▶ _BLOC DE TEXTE_
++++++++++++++++++++

Directement, nous prenons un taxi collectif en direction de Hébron. Usama nous raconte le fil de l’histoire moderne, et aussi un peu les origines. Je comprends que les deux peuples ont des origines communes et que les mêmes évènements sont fondateurs (Adam, Abraham..). Dans le conflit actuel, en tout cas avec l’exemple que nous avons à Hébron, la religion ne parait pas être la raison première. La politique et la conquête territoriale semblent être le moteur du conflit, ce dernier prend même le visage d’une guerre fratricide.

 

Usama nous fait une première explication du fonctionnement de la Cisjordanie. Il y a trois zones :

– la A qui est sous autorité et contrôle du gouvernement palestinien (en théorie interdit aux Israéliens)

– la B qui est sous autorité mixte mais sous contrôle de l’armée israélienne (et donc sous le coup de la loi militaire, et non civile)

– la C qui est entièrement sous contrôle israélien, avec certains bouts de la zone complétement interdit aux palestiniens. C’est les zones où les colonies (légales et illégales) sont installées.

 

Jérusalem Est et Hébron sont exclus de ce zonage et ont un traitement particulier. Quand on regarde la carte, on comprend à quel point les territoires palestiniens ne sont qu’un gigantesque gruyère. Tout est fait pour compliquer les déplacements, et limiter la liberté de mouvements de Palestiniens. A cela, il faut ajouter la construction du mur qui sert à séparer les zones entre elles. Le mur ne suit absolument pas la ligne verte, qui est la ligne officielle de séparation décidée en 1967.

++++++++++++++++++++

▶ _ENTRÉES EXTRAITES_
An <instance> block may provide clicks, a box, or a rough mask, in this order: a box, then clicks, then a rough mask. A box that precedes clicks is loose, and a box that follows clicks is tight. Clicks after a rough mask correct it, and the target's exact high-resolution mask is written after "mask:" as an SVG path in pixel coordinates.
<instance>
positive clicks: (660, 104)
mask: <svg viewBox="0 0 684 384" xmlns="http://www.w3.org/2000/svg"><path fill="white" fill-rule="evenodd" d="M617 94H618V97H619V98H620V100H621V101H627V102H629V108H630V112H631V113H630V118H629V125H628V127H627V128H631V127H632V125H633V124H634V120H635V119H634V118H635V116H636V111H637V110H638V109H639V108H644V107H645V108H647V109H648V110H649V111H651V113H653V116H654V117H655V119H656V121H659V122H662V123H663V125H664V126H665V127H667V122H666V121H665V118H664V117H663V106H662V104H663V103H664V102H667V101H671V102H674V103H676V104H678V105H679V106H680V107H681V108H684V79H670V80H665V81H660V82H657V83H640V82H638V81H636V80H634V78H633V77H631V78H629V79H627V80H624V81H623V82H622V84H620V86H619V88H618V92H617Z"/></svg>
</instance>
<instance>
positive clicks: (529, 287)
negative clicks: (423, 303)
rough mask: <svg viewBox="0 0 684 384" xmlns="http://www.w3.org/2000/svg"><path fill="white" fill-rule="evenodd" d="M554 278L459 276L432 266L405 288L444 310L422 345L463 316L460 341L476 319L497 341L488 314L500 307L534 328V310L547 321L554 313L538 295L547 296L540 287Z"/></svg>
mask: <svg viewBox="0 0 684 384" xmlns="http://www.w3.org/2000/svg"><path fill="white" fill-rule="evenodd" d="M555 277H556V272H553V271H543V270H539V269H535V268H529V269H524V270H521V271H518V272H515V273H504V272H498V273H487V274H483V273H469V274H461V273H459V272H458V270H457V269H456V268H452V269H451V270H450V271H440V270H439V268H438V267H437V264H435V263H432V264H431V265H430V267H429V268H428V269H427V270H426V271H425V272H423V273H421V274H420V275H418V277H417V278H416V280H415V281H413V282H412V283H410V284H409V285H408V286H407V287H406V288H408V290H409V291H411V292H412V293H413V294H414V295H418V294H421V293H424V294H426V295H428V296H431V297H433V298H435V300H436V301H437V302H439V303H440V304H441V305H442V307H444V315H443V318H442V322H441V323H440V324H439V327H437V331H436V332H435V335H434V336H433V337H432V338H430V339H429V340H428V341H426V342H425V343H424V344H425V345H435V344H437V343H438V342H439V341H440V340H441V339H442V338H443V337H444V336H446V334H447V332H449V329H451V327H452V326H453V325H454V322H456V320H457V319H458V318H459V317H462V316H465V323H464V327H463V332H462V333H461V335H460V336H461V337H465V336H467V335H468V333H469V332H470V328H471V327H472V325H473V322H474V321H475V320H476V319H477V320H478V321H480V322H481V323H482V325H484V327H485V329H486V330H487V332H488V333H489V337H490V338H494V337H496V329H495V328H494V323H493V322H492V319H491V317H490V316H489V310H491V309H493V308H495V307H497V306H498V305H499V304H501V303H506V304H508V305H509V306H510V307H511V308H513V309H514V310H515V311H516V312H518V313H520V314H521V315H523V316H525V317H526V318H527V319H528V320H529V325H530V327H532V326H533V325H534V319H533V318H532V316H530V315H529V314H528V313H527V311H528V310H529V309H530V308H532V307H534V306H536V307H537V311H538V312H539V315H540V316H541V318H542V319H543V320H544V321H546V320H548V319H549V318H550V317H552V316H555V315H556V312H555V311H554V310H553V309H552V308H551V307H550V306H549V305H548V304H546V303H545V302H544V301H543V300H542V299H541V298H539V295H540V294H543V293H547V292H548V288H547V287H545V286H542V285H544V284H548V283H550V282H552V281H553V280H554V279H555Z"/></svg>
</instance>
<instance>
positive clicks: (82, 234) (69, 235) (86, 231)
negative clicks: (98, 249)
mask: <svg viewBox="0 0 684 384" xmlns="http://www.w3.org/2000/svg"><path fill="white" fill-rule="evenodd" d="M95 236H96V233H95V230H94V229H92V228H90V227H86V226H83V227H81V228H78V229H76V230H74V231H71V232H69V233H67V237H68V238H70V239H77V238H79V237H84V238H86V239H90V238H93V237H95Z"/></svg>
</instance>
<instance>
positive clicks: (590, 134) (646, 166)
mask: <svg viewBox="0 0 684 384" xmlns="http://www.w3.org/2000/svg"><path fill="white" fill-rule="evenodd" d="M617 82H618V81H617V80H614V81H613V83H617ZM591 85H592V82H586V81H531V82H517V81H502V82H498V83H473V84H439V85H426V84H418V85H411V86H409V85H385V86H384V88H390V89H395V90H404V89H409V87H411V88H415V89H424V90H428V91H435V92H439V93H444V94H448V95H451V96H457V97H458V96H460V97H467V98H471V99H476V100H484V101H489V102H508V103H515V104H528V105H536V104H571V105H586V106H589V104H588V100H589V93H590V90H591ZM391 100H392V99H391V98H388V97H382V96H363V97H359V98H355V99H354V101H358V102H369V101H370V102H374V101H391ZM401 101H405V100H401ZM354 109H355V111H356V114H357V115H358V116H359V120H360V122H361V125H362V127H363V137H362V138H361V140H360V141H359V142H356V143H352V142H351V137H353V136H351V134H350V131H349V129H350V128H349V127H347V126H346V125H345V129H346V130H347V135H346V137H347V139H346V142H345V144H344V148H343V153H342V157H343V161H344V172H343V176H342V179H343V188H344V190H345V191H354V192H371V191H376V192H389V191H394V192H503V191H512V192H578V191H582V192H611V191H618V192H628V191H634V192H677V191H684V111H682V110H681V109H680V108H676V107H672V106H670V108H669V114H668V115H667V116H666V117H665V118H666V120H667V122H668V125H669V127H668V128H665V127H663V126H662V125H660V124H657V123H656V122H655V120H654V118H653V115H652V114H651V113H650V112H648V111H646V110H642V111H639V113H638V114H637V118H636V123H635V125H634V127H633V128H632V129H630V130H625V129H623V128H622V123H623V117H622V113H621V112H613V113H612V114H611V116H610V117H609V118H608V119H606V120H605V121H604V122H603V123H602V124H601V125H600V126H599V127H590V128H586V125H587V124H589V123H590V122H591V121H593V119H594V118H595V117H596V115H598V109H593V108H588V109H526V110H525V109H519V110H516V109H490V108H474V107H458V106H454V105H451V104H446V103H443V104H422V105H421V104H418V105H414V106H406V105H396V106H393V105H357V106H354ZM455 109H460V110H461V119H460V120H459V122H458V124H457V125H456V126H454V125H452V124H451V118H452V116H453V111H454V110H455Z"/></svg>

++++++++++++++++++++

▶ _TRAVAIL DEMANDÉ_
(A) Recopiez fidèlement le passage du bloc de texte qui commence à « Usama nous fait » et se termine à « illégales) sont installées. ».
(B) Résumez le bloc de texte en deux phrases.

▶ _RÉPONSES AUX ACTIVITÉS_
(A)
Usama nous fait une première explication du fonctionnement de la Cisjordanie. Il y a trois zones :

– la A qui est sous autorité et contrôle du gouvernement palestinien (en théorie interdit aux Israéliens)

– la B qui est sous autorité mixte mais sous contrôle de l’armée israélienne (et donc sous le coup de la loi militaire, et non civile)

– la C qui est entièrement sous contrôle israélien, avec certains bouts de la zone complétement interdit aux palestiniens. C’est les zones où les colonies (légales et illégales) sont installées.

(B) Dans un taxi collectif en direction d'Hébron, Usama retrace l'histoire de la région, et le récit constate que le conflit semble mû par la politique et la conquête territoriale plutôt que par la religion. La Cisjordanie est divisée en trois zones, A, B et C, soumises à des degrés différents d'autorité et de contrôle, tandis que Jérusalem Est et Hébron en sont exclues, et le morcellement du territoire ainsi que le mur, qui ne suit pas la ligne verte décidée en 1967, limitent la liberté de mouvement des Palestiniens.